**Dataset records**.
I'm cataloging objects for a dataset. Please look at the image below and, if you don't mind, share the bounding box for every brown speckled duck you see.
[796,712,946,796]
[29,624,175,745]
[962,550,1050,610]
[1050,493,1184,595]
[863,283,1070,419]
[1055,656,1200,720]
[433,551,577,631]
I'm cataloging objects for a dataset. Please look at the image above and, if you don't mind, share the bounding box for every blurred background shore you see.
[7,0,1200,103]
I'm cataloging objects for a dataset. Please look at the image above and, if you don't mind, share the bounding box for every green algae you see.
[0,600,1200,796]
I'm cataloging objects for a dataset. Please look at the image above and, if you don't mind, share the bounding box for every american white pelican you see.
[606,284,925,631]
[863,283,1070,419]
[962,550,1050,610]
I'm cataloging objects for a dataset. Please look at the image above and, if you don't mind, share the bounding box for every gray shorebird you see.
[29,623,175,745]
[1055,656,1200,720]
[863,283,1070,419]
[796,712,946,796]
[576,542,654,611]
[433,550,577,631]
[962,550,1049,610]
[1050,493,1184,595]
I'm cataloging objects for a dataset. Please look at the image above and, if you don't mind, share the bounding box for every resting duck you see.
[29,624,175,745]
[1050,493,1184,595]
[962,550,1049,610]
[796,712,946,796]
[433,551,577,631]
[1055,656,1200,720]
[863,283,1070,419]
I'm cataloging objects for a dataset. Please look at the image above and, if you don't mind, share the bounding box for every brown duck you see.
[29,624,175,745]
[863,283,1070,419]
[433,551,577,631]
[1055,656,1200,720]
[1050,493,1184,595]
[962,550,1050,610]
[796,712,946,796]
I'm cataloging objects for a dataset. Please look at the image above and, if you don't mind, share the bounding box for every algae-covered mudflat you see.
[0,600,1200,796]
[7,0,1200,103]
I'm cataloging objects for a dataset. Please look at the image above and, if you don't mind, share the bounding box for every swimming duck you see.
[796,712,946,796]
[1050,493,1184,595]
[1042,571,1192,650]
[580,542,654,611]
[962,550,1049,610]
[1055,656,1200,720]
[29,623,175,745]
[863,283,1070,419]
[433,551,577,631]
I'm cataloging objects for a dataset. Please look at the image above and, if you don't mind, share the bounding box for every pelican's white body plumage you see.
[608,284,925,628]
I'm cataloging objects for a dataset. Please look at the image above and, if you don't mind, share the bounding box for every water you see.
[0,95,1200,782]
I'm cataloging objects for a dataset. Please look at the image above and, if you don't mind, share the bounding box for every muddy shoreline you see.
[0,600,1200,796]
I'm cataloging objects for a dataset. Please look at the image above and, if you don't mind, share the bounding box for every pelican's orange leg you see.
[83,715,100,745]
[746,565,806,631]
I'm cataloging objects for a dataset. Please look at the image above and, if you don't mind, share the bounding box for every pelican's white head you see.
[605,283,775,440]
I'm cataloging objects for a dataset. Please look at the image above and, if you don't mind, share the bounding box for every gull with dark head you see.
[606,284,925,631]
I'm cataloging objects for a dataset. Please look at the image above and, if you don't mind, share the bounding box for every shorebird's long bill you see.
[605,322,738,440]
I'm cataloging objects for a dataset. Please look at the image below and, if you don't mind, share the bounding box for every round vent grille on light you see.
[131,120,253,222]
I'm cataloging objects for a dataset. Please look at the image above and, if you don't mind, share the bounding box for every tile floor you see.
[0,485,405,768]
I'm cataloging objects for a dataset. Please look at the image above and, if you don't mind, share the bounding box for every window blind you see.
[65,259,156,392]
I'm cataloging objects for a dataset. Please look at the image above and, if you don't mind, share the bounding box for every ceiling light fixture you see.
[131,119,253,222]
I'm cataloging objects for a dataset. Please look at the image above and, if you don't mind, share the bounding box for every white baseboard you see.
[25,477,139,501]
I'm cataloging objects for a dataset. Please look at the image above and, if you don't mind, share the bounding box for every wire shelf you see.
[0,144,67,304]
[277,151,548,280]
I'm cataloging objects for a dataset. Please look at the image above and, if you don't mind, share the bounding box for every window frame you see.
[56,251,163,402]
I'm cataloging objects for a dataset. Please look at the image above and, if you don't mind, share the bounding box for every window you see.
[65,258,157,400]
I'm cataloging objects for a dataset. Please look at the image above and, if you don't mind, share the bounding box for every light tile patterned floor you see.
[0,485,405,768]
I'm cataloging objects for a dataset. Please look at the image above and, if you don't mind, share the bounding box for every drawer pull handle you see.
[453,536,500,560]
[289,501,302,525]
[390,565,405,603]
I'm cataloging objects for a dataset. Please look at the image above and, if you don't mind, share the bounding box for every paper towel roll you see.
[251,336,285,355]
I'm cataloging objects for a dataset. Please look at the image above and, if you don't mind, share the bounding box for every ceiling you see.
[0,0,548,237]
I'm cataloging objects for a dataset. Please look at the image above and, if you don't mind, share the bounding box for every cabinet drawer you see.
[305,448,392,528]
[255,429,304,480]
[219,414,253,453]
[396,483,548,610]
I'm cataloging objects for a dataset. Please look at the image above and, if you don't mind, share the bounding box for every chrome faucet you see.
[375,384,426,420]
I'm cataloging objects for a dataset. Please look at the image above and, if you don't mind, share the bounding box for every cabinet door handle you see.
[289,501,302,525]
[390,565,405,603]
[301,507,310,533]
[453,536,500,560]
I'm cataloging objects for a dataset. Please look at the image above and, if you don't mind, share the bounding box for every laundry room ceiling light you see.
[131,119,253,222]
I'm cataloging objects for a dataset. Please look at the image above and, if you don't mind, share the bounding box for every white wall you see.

**What needs to be done**.
Repeat the records above exactly, from the first line to the last.

**Answer to the problem**.
I'm cataloging objects for a dataset. Please look at the image below and, if you don't mind, share the bounding box for every brown speckled duck you see.
[796,712,946,796]
[29,624,175,745]
[962,550,1050,610]
[1050,493,1184,595]
[863,283,1070,419]
[1055,656,1200,720]
[433,551,577,631]
I'm cataloging objects for a dataset. Please look at the image above and, if you don't mind, share the bounding box for every blurred background shore you see.
[7,0,1200,103]
I'm cataloging objects for a dataset. Please look at the image above and, if you don't mind, share the bounding box for every green algae you see.
[0,600,1200,796]
I'm cataloging objects for a dataset. Please look at the image above and, if you don't mind, share the bounding box for every american white pelican you see.
[606,284,925,631]
[863,283,1070,419]
[962,550,1050,610]
I'm cataloging objects for a dataset. Please look at the image above and, if you don't mind, share the bounding box for every gray shorebird you see.
[29,623,175,745]
[1055,656,1200,720]
[863,283,1070,419]
[796,712,946,796]
[576,542,654,611]
[433,550,577,631]
[962,550,1049,610]
[1050,493,1184,595]
I'm cataloging objects for a dataset. Please look at the image above and, if you don't mind, share the bounding box for every resting duck you see.
[29,624,175,745]
[1050,493,1184,595]
[962,550,1049,610]
[796,712,946,796]
[433,551,577,631]
[1055,656,1200,720]
[863,283,1070,419]
I'm cataloging objects for a dataset. Please look at the image above and, if you don't mind, share the bounding box for every brown duck you see.
[29,624,175,745]
[863,283,1070,419]
[433,551,577,631]
[1055,656,1200,720]
[1050,493,1184,595]
[962,550,1050,610]
[796,712,946,796]
I'm cataloging objects for a dataset. Please look at the image above and, if you don't mind, share the bounding box for every algae-covered mudflat you see.
[0,600,1200,796]
[7,0,1200,103]
I'm cataloging objects for a dataset. Please look at the image above and, if you don't mind, share the bounding box for every swimming duck you see.
[796,712,946,796]
[1050,493,1184,595]
[1042,571,1192,650]
[580,542,654,611]
[962,550,1049,610]
[1055,656,1200,720]
[29,623,175,745]
[863,283,1070,419]
[433,551,577,631]
I'm cataloging objects for a dataset. Please look at the image above and, if you don't mind, share the bounding box for every pelican's white body plumage you see.
[608,284,925,628]
I'm cataloging objects for a dataset. Please look at the image above and, if you don't mind, share the bounding box for every water you see.
[0,95,1200,782]
I'm cataloging objects for a dataset. Please look at the image above and, if you don't mind, share the bounding box for every muddy shoreline you see.
[0,600,1200,796]
I'm cataloging objects for a dataset. Please look at the image above and, if you don't mind, share the bounding box for every pelican's orange leg you see.
[83,715,100,745]
[746,565,806,631]
I'm cataloging objects for a dataset. Please look at the image above and, if you don't mind, share the bounding box for every pelican's white head you see.
[605,283,775,440]
I'm cataloging objects for a dataset. Please look at the image above and, if you don't mind, share the bounding box for every gull with dark head you see.
[606,284,925,631]
I'm cataloging objects for a dataset. Please look at the image above and, if you don't mind, share the bounding box for every shorebird's long bill you see.
[605,322,738,440]
I'm cataloging objects for a dataset. Please look at the image below and, if you don't mind, share the bounding box for every round vent grille on light you see.
[131,120,253,222]
I'm cataloging objects for a dataset. Please look at the image above and, if you don't mind, share the bounding box for every tile floor you see.
[0,485,405,768]
I'm cataloging objects for a dataset. Please look at the image above and, if you don't mind, share the bounding box for every window blind you see.
[65,259,156,392]
I'm cataloging objects for a dataset. Please look at the image above and, if you don't mind, share the bounding box for every ceiling light fixture you see.
[131,119,253,222]
I'm cataloging objects for a dataset. Please look at the image above and, if you don't mind, share the bounding box for every white baseboard you see.
[25,477,139,501]
I'm cataloging objects for a dataset. Please look at the image above and, if you don't mind, share the bounding box for every wire shelf you see.
[0,144,67,304]
[277,151,548,280]
I'm cataloging objects for a dataset. Please look at the image above and, if you don't mind, share the bounding box for every window frame you see.
[56,251,163,402]
I'm cataloging objects for a dataset. Please look at the image above and, if you don't mind, share the bounding box for every window you see.
[65,258,157,400]
I'm cataloging objects for a dataset. Please look at the image above and, if you don't mind, share the bounding box for every light tile patterned floor you see.
[0,485,405,768]
I'm cataloging objects for a dataset. Please look at the image above and, if you don't mind, share the bounding box for every drawer pull handle you see.
[453,536,500,560]
[289,501,302,525]
[390,565,405,603]
I'm cataloging objects for a dataset. Please look at the image above and, if you don't mind, share the bounding box for every paper towel roll you see.
[251,336,285,355]
I'm cataloging objects for a dataset. Please look at the image above and, if you don't mind, share the bounding box for every ceiling you see.
[0,0,548,237]
I'm cataloging objects for a dataset. Please look at the image above and, if you don't mind, share the bounding box for every cabinet drawer you see.
[305,448,392,528]
[255,429,304,480]
[219,414,253,453]
[396,483,548,610]
I'm cataloging objects for a dataset. Please look at the image above and, if you don't mind, share the bounding box for every chrome faucet you see.
[375,384,426,420]
I'm cataloging objects for a dataset. Please look at the image above and, if you don't mind, share the bounding box for every cabinet door handle you see.
[289,501,302,525]
[390,565,405,603]
[301,507,310,533]
[453,536,500,560]
I'm cataloging objects for a dataset. Please look at the image above and, if you don't mind, share the bounding box for every laundry room ceiling light you see.
[131,119,253,222]
I'm cataloging objects for a dataset. Please look at the image above and, if you don't mind, share the bounding box for every white wall you see.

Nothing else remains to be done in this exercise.